== Texto de leitura

RQ: Sem dúvida, é positiva a ênfase na conscientização do usuário e na constante avaliação dos riscos a que está submetida a informação que se supõe protegida. Os pontos fracos estão invariavelmente no agente humano, seja por negligência ou por ignorância. Do outro lado, os agentes da ameaça dispõem do benefício do acesso irrestrito à criatividade.

blog: você nota alguma omissão importante?


RQ: Não obstante a simplicidade do modelo, não há menção ao fato corriqueiro de grande importância nesse contexto: a tendência é assumir que ao usar os melhores produtos da mais recente tecnologia de segurança da informação obtém-se a garantia de proteção.  Mais grave, ao depositar toda a confiança em artefatos robóticos numa guerra contra agentes de ameaça humanos, obtém-se um álibi para a fuga da responsabilidade: “houve falha no anti-vírus”, “o firewall falhou”, “a configuração não era a mais apropriada”, “o último patch de segurança não foi aplicado”, etc.

blog: que outro aspecto mereceria destaque nesta discussão de segurança no governo?

RQ: Tal qual numa situação de guerra, é no mínimo ingênuo supor que os agentes da ameaça são agentes racionais. A racionalidade deve estar a serviço da diligência, e nunca da auto-indulgência. A lista de possíveis “ataques” deve estar sempre “correta” para evitar o desgaste com falsos positivos, mas, ao mesmo tempo, precisa ser considerada como, por definição, “incompleta”.

====
== Dados fornecidos

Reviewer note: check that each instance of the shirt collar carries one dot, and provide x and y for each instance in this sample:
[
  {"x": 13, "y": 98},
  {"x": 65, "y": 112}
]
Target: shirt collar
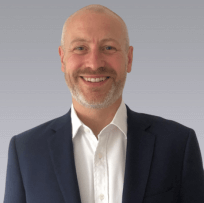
[{"x": 119, "y": 120}]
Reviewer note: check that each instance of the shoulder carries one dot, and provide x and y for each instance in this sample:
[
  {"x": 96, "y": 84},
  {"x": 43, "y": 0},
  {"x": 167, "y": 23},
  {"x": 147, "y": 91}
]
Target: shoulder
[{"x": 159, "y": 125}]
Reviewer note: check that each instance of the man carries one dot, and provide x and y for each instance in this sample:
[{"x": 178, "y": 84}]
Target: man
[{"x": 101, "y": 151}]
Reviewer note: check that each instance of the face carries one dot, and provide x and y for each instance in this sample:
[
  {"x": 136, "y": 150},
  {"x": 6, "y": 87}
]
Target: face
[{"x": 90, "y": 56}]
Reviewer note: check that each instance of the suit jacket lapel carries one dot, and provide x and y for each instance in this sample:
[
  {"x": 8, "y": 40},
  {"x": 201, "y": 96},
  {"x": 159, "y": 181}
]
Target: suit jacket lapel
[
  {"x": 140, "y": 145},
  {"x": 62, "y": 156}
]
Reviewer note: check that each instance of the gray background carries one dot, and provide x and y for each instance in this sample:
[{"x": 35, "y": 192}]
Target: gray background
[{"x": 167, "y": 73}]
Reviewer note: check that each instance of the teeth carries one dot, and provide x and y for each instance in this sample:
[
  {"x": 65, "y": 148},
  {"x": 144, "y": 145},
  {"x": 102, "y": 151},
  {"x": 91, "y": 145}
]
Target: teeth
[{"x": 95, "y": 79}]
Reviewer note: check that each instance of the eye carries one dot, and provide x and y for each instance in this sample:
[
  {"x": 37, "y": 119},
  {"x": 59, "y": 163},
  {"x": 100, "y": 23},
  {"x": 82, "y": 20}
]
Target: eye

====

**Requisitos**
1) Segundo o texto sobre segurança da informação, onde estão invariavelmente os pontos fracos?
2) Por favor, repita fielmente todas as linhas de anotação de coordenadas, sem incluir as imagens na resposta.
O texto e as linhas não têm nenhuma relação entre si.

**Resultados do exercício**
1) No agente humano, seja por negligência ou por ignorância.

2)
Reviewer note: check that each instance of the shirt collar carries one dot, and provide x and y for each instance in this sample:
[
  {"x": 13, "y": 98},
  {"x": 65, "y": 112}
]
Target: shirt collar
[{"x": 119, "y": 120}]
Reviewer note: check that each instance of the shoulder carries one dot, and provide x and y for each instance in this sample:
[
  {"x": 96, "y": 84},
  {"x": 43, "y": 0},
  {"x": 167, "y": 23},
  {"x": 147, "y": 91}
]
Target: shoulder
[{"x": 159, "y": 125}]
Reviewer note: check that each instance of the man carries one dot, and provide x and y for each instance in this sample:
[{"x": 178, "y": 84}]
Target: man
[{"x": 101, "y": 151}]
Reviewer note: check that each instance of the face carries one dot, and provide x and y for each instance in this sample:
[
  {"x": 136, "y": 150},
  {"x": 6, "y": 87}
]
Target: face
[{"x": 90, "y": 56}]
Reviewer note: check that each instance of the suit jacket lapel carries one dot, and provide x and y for each instance in this sample:
[
  {"x": 8, "y": 40},
  {"x": 201, "y": 96},
  {"x": 159, "y": 181}
]
Target: suit jacket lapel
[
  {"x": 140, "y": 145},
  {"x": 62, "y": 156}
]
Reviewer note: check that each instance of the gray background carries one dot, and provide x and y for each instance in this sample:
[{"x": 35, "y": 192}]
Target: gray background
[{"x": 167, "y": 73}]
Reviewer note: check that each instance of the teeth carries one dot, and provide x and y for each instance in this sample:
[
  {"x": 65, "y": 148},
  {"x": 144, "y": 145},
  {"x": 102, "y": 151},
  {"x": 91, "y": 145}
]
Target: teeth
[{"x": 95, "y": 79}]
Reviewer note: check that each instance of the eye carries one dot, and provide x and y for each instance in this sample:
[
  {"x": 37, "y": 119},
  {"x": 59, "y": 163},
  {"x": 100, "y": 23},
  {"x": 82, "y": 20}
]
Target: eye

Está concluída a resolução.